(Coordinate annotation material)
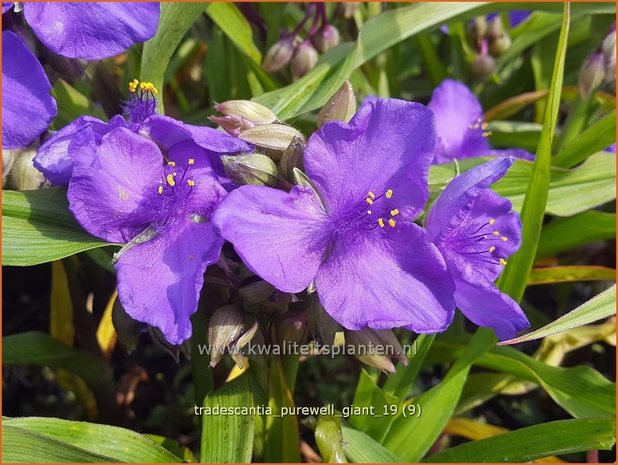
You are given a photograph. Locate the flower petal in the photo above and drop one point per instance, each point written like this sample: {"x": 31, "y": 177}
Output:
{"x": 27, "y": 107}
{"x": 388, "y": 144}
{"x": 398, "y": 281}
{"x": 113, "y": 190}
{"x": 159, "y": 281}
{"x": 92, "y": 30}
{"x": 483, "y": 304}
{"x": 482, "y": 236}
{"x": 461, "y": 191}
{"x": 55, "y": 157}
{"x": 281, "y": 236}
{"x": 459, "y": 117}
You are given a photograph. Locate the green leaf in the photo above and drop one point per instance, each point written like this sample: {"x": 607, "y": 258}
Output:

= Exercise directions =
Copy out all of the material above line for line, without changing anything, and leave out the pictures.

= Exercise solution =
You are given a photograph. Locate the flower petal in the photo above and drop one point per instance, each point written like this sample: {"x": 31, "y": 177}
Output:
{"x": 27, "y": 107}
{"x": 388, "y": 144}
{"x": 398, "y": 281}
{"x": 113, "y": 190}
{"x": 159, "y": 281}
{"x": 92, "y": 30}
{"x": 483, "y": 304}
{"x": 482, "y": 236}
{"x": 461, "y": 191}
{"x": 55, "y": 157}
{"x": 281, "y": 236}
{"x": 459, "y": 117}
You are given a photograph. Locate the green leaf in the photo above and drop one point per instance, each point written like this sample: {"x": 607, "y": 258}
Output:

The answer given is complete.